━━━━━ Selected passage ━━━━━
Michael Dudas - Jefferies

Kind of like investors?

Peter Socha

Well the interesting thing is C.K. is coming to one of the conferences in the fall and I think I’m going to let him do 20 slides on conversations that you lost with him.

Operator

Your next question comes from Brett Levy at Jefferies & Company.

Brett Levy - Jefferies & Company

I’m just trying to figure out; can you put a number on the weather impact for the second quarter and with that in mind, as you look to the third quarter, can you talk a little bit about where you expect to be on tons; where you expect to be kind of on average selling price, etc?

Peter Socha

In the Midwest, I think if you just take guidance numbers of three-four or three-five and divide it up in roughly equal portions and then you look at what the delta was in the Midwest between that number and the actual number, probably I’m going to say 85% of that is weather related in some form or fashion either because of the mud itself or because of increased repairs and maintenance or something of that nature. C.K. would you?

C.K.Lane

I’ll trace that.

Brett Levy - Jefferies & Company

So, with that in mind, should we look for a number closer to like three-three or three-four for the third quarter?

Peter Socha

I mean we give annual guidance Brett and that’s pretty much it; we never give quarterly guidance, but I will say this; I mean the Midwest operations have pretty much returned to normal.

Brett Levy - Jefferies & Company

And then in terms of and again maybe there is some lumpiness; if you separate 3Q from 4Q, in terms of what you’ve locked in the Midwest and what you’ve locked in the Central Apps, are the proportions of contracts rather similar from 3Q to 4Q?

Peter Socha

No, the only difference in Q3 will be and we noted in the press release would be that one contract in Central App that we will be shipping. Actually, I think it goes out, it starts today and so that in average sales price for Q3, that will cause a good bump, but other than that just that issue goes.

Brett Levy - Jefferies & Company

And then in terms of like miner vacations in that kind of thing, any lumpiness between sort of the Christmas periods versus the summer period as far as you guys can tell?

Peter Socha

No difference than any other year.

Operator

Your next question comes from Shneur Gershuni at UBS

Shneur Gershuni – UBS

Just want to start up with just two housekeeping questions. First is with respect to tax benefit; obviously you didn’t report one this quarter. I guess you chose not to book at this point right now, but can we assume that you’re still booking the actual NOLs and the NOL balance will continue to grow with these tax benefits that although not appearing on the income statement today and can be leaked into earnings as an offset, in future years we have cash flow.

Peter Socha

That is correct. Yes, hopefully, the NOLS will stop building fairly soon, but you can assume that they are continuing to accumulate and that they will be available for use in the not too distant future.
━━━━━ Listed records ━━━━━
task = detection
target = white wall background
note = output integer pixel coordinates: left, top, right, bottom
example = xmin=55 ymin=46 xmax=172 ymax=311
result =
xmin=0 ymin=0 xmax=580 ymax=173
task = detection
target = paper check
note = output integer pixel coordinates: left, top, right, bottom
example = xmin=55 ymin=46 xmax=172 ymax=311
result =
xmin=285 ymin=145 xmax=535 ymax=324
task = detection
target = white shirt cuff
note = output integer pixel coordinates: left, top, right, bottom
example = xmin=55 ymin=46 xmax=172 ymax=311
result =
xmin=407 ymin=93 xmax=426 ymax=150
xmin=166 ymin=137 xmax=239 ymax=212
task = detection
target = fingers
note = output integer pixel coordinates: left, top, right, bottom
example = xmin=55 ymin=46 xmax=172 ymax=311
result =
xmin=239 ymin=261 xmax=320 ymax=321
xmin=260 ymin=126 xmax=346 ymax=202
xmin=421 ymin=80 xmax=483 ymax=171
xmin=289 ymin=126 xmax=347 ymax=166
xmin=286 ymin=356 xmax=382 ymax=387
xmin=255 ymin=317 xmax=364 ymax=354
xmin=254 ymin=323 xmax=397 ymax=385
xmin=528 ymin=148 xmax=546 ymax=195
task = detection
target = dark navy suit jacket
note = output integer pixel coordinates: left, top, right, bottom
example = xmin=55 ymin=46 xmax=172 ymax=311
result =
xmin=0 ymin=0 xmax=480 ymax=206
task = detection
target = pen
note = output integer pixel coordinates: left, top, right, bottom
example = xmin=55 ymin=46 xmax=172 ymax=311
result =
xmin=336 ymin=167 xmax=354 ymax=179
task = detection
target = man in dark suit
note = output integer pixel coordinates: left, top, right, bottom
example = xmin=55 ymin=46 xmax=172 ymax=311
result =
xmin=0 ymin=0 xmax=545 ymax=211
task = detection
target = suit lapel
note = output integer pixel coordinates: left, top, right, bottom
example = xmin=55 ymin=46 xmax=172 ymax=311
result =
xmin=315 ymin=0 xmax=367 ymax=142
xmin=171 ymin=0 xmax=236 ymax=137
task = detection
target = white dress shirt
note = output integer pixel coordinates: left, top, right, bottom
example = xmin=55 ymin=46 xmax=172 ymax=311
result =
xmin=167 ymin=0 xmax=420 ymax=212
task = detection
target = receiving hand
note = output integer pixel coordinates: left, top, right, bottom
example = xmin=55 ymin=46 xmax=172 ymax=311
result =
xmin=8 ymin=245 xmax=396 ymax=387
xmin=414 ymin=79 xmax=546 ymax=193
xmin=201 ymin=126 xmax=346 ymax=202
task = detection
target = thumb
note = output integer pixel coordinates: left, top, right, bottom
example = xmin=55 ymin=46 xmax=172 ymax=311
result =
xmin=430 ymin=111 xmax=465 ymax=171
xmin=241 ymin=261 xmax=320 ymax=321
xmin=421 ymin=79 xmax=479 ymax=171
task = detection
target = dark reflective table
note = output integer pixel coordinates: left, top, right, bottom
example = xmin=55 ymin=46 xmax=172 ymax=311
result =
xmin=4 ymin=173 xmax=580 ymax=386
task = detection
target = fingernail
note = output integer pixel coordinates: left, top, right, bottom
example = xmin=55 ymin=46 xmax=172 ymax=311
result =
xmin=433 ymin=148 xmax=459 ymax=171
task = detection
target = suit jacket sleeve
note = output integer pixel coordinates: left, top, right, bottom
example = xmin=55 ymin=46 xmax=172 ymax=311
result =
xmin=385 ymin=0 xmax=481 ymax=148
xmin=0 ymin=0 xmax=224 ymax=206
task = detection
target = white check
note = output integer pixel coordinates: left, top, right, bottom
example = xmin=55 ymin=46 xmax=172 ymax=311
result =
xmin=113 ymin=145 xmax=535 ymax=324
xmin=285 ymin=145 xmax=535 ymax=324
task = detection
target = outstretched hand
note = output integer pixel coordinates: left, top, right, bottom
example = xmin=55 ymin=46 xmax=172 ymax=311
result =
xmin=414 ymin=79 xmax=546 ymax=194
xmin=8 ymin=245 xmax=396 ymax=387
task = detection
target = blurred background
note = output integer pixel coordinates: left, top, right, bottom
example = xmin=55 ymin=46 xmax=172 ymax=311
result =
━━━━━
Problems to work on:
A – In the earnings call transcript, roughly what share of the Midwest shortfall does Peter Socha say was weather related?
B – Repeat everything in the earnings call transcript from "No, the only" down to "any other year.", word for word.
Work only from the earnings call transcript, not the data.

Solutions to the tasks:
A – About 85%.

B –
No, the only difference in Q3 will be and we noted in the press release would be that one contract in Central App that we will be shipping. Actually, I think it goes out, it starts today and so that in average sales price for Q3, that will cause a good bump, but other than that just that issue goes.

Brett Levy - Jefferies & Company

And then in terms of like miner vacations in that kind of thing, any lumpiness between sort of the Christmas periods versus the summer period as far as you guys can tell?

Peter Socha

No difference than any other year.